Exercise input:
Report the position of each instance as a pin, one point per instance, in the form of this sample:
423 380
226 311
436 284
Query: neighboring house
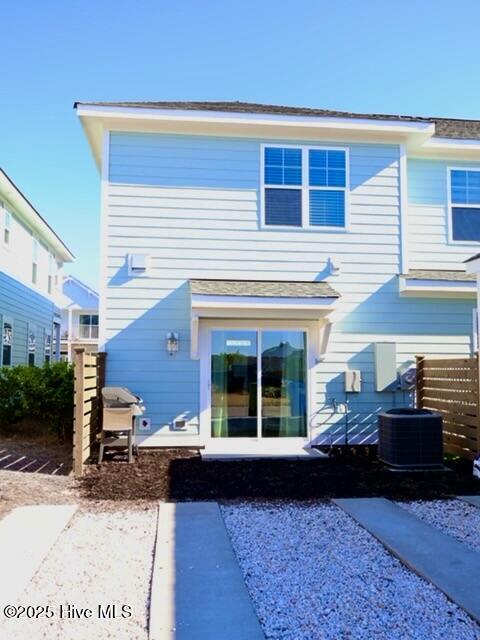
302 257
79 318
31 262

Stated exercise:
Rewrite all the lines of the records above, including the wording that comes before each answer, with the point coordinates in the answers multiplied by 1.1 and rounded to whole numbers, halves rounding up. Keep the sample numbers unchanged, and leave out the pictures.

Task answer:
Report the position of each instance as a pin, one point per instance, in the form of this sample:
423 380
226 311
436 284
Query: neighboring house
332 283
87 350
34 288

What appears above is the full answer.